YOUR OBJECTIVE »
How many lines of the material below contain the string "drawer"? Case counts. Reply with only the number.

--- START DATASET CONTENT ---

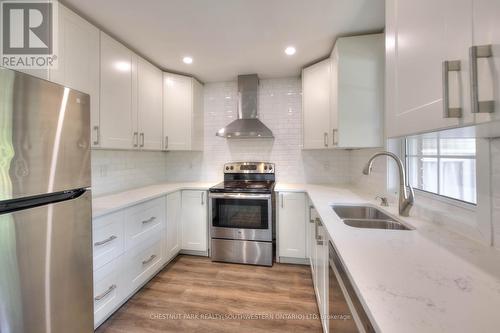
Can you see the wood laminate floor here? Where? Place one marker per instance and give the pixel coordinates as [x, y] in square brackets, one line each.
[193, 294]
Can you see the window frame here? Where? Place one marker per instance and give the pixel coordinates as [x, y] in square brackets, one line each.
[433, 195]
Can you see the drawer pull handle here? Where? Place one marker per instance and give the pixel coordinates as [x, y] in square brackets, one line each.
[145, 262]
[151, 219]
[106, 293]
[107, 240]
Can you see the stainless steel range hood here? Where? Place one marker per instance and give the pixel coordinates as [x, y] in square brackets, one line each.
[247, 126]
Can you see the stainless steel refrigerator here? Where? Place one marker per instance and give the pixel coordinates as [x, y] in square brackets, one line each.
[45, 207]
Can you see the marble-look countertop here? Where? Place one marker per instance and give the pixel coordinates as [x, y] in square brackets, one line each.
[430, 279]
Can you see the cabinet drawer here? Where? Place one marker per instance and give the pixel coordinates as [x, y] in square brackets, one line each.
[142, 262]
[108, 238]
[143, 221]
[108, 289]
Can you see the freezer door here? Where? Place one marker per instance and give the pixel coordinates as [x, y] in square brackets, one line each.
[44, 136]
[46, 268]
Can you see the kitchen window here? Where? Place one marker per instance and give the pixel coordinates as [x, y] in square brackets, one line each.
[445, 166]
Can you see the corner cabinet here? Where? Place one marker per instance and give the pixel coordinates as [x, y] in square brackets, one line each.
[149, 127]
[182, 113]
[194, 222]
[118, 107]
[343, 96]
[428, 66]
[291, 226]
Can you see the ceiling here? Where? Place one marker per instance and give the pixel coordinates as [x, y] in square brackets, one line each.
[230, 37]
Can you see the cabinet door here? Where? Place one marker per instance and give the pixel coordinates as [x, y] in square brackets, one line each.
[198, 117]
[358, 92]
[194, 221]
[487, 32]
[316, 105]
[174, 231]
[150, 117]
[420, 36]
[117, 123]
[78, 61]
[177, 111]
[292, 225]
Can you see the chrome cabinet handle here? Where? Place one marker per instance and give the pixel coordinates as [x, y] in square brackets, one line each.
[142, 139]
[97, 135]
[476, 52]
[449, 66]
[151, 219]
[135, 139]
[311, 220]
[106, 293]
[107, 240]
[316, 224]
[147, 261]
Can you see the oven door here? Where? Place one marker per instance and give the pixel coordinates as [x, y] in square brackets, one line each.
[241, 216]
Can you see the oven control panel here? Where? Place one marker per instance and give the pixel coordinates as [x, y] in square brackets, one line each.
[249, 167]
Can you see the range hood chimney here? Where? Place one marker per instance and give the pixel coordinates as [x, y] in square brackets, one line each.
[247, 126]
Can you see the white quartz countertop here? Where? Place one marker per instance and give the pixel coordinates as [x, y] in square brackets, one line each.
[425, 280]
[105, 204]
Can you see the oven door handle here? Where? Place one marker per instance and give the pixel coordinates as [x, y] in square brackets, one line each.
[239, 196]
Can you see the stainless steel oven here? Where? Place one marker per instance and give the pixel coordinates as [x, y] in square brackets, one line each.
[241, 216]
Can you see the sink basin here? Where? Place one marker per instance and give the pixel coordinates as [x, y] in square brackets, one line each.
[360, 212]
[368, 217]
[375, 224]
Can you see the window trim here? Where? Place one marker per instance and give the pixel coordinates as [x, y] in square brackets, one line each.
[432, 195]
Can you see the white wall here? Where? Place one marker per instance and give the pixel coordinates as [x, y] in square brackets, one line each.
[115, 170]
[280, 107]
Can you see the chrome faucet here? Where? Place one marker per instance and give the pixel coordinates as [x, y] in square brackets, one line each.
[406, 195]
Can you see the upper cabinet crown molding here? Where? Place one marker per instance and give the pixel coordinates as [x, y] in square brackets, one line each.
[343, 96]
[182, 113]
[429, 84]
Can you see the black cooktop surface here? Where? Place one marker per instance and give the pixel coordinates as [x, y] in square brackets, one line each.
[245, 186]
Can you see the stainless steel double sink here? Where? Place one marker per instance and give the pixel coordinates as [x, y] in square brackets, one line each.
[364, 216]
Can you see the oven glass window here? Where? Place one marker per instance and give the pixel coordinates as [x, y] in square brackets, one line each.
[237, 213]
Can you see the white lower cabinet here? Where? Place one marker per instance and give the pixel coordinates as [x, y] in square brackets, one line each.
[318, 249]
[143, 221]
[109, 289]
[142, 262]
[108, 238]
[194, 221]
[174, 227]
[128, 250]
[292, 225]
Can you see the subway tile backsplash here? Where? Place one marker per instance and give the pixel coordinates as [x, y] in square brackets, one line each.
[280, 108]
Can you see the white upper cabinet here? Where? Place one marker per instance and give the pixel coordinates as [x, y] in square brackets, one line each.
[194, 221]
[357, 92]
[292, 225]
[431, 73]
[316, 105]
[78, 61]
[149, 99]
[343, 96]
[118, 110]
[182, 113]
[486, 31]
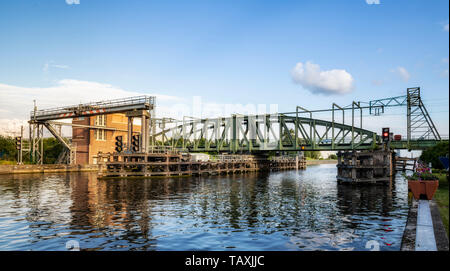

--- END DATASET CONTENT ---

RIGHT ANSWER »
2